§ TEXTO DE LEITURA:
......

Logo em seguida o havaiano tomou umas ondas na cabeça, mas saiu do mar. Vi que estava bem próximo da praia, e era minha chance de sair. Se continuasse lutando contra aquela correnteza, provavelmente seria arrastado até o quebra-côco. Virei o bico, antes voltado para o canto, em direção à areia e remei o mais forte que pude. Quando voltei a olhar para fora, uma onda formava-se sobre mim, só deu tempo de soltar a prancha e mergulhar. Ela me chacoalhou um pouco, e por sorte, não vieram outras atrás. Peguei a prancha, remei numa onda menor, não para entrar, mas para ser arrastado pela força dela. Depois apenas deixei que uma espuma me levasse até a beira e pronto, estava com os pés na areia. Foi uma sensação de alívio e alegria. Tudo tinha dado certo, e eu havia surfado as maiores ondas de minha vida.
Caminhei pela areia e encontrei os guris, o Bruno disse-me que o mar tinha crescido depois que entrei e que achava que tinha filmado uma onda minha. Ele ainda não me mostrou, mas tomara que tenha feito o registro.
Depois de tanta emoção, fui pra casa. O Júlio chegou em casa e disse-lhe que havia surfado, ele ficou feliz e estava com muita vontade de cair também, mas o princípio de um resfriado o estava atrapalhando. Enquanto preparava o almoço, o Jadson incentivou o Júlio a surfar, pois ele queria também pegar aquelas ondas. O Julião acabou cedendo e foi acompanhar o menino. Disse que iria levá-lo até o outside e surfar só uma onda. E foi bem isso que ele fez, logo em seguida, voltou para casa. O Bruno saiu para filmar a ação e eu falei com o pessoal que estava em Porto Alegre, preparando um jantar na casa da Naiana. É muito bom ter amigos, e nestas horas damos um valor especial à tudo isso. Deu uma saudades de casa, mas também um vontade enorme de aproveitar ao máximo isso que é bem diferente de minha vida cotidiana.
No resto do dia, apenas descansei e fui ver se tinha alguém surfando em Pipeline. Por mais extremas que estavam as condições, haviam alguns surfistas aventurando-se por lá. As ondas nem estavam muito boas, tinha muita corrente e poucos tubos.
No início da noite, fui buscar os meninos no aeroporto. O vôo atrasou e fui até uma loja da Starbucks, aqui existe uma em todos os lugares. Quando sentei num banco, fiz isso entre duas pessoas, eles não estavam juntos, mas comecei a conversar com a menina, e depois com o cara, que lia um livro sentado em dhyánásana. Não é que ambos praticavam Yôga? Ele é uma australiano que mora em Bali e treina equipes de surfistas dando aulas de Yôga, e ela é chef de um restaurante Vegan no Arizona. Conversamos bastante e passei o site da Uni-Yôga para ambos, disse-lhes que em breve todo material seria publicado em inglês. Ele ainda disse-me para aparecer em Bali para visitá-lo e dar algumas aulas.

......

§ TAREFA PROPOSTA 1:
Reproduza os registros a partir da linha que contém "indicate the ceiling" até o fim dos registros, incluindo as duas extremidades.

......

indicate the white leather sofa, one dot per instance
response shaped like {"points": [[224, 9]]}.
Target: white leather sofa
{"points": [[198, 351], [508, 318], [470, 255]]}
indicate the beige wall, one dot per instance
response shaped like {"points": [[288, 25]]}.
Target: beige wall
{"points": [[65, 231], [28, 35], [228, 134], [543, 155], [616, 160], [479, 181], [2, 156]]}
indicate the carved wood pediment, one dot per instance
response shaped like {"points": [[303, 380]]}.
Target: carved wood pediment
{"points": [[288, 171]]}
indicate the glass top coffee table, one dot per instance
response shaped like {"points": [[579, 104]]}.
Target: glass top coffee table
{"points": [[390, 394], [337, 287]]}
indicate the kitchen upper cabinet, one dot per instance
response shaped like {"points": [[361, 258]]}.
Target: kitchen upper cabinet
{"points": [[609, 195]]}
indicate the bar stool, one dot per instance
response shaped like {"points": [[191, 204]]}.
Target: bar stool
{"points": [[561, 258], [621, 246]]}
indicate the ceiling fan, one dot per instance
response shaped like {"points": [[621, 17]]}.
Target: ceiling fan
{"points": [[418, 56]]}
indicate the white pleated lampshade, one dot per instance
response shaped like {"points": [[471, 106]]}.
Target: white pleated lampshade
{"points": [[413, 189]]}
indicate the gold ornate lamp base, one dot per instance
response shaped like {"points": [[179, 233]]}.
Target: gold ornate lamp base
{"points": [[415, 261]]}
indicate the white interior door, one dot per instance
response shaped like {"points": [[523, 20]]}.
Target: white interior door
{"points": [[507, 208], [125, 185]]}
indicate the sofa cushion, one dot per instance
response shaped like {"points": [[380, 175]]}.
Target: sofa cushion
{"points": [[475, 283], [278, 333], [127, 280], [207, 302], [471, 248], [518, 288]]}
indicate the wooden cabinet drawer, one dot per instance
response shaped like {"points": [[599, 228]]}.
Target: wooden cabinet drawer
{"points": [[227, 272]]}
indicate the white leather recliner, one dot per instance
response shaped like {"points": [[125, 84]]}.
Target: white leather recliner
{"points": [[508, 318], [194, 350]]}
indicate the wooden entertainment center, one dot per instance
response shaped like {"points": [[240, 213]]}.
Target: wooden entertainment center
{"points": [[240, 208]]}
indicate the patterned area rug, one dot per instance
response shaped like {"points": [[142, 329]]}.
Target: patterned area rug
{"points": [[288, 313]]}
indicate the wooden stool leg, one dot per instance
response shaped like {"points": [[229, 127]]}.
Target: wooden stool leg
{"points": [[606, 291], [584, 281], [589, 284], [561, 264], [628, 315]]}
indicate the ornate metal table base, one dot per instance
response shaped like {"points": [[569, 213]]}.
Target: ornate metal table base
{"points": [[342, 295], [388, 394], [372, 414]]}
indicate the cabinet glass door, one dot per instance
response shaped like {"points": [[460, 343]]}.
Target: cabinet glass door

......

§ TAREFA PROPOSTA 2:
No relato sobre o surfe, onde mora o australiano que lia um livro sentado em dhyánásana?

§ RESULTADO FINAL 1:
indicate the ceiling fan, one dot per instance
response shaped like {"points": [[621, 17]]}.
Target: ceiling fan
{"points": [[418, 56]]}
indicate the white pleated lampshade, one dot per instance
response shaped like {"points": [[471, 106]]}.
Target: white pleated lampshade
{"points": [[413, 189]]}
indicate the gold ornate lamp base, one dot per instance
response shaped like {"points": [[179, 233]]}.
Target: gold ornate lamp base
{"points": [[415, 261]]}
indicate the white interior door, one dot per instance
response shaped like {"points": [[523, 20]]}.
Target: white interior door
{"points": [[507, 208], [125, 185]]}
indicate the sofa cushion, one dot per instance
response shaped like {"points": [[380, 175]]}.
Target: sofa cushion
{"points": [[475, 283], [278, 333], [127, 280], [207, 302], [471, 248], [518, 288]]}
indicate the wooden cabinet drawer, one dot per instance
response shaped like {"points": [[599, 228]]}.
Target: wooden cabinet drawer
{"points": [[227, 272]]}
indicate the white leather recliner, one dot per instance
response shaped like {"points": [[125, 84]]}.
Target: white leather recliner
{"points": [[508, 318], [194, 350]]}
indicate the wooden entertainment center, one dot per instance
response shaped like {"points": [[240, 213]]}.
Target: wooden entertainment center
{"points": [[240, 208]]}
indicate the patterned area rug, one dot per instance
response shaped like {"points": [[142, 329]]}.
Target: patterned area rug
{"points": [[288, 313]]}
indicate the wooden stool leg, one dot per instance
response shaped like {"points": [[229, 127]]}.
Target: wooden stool leg
{"points": [[606, 291], [584, 281], [589, 284], [561, 264], [628, 315]]}
indicate the ornate metal table base, one dot per instance
response shaped like {"points": [[569, 213]]}.
Target: ornate metal table base
{"points": [[342, 295], [388, 394], [372, 414]]}
indicate the cabinet glass door, one dot per instance
response shaped like {"points": [[460, 343]]}.
Target: cabinet glass door

§ RESULTADO FINAL 2:
Em Bali.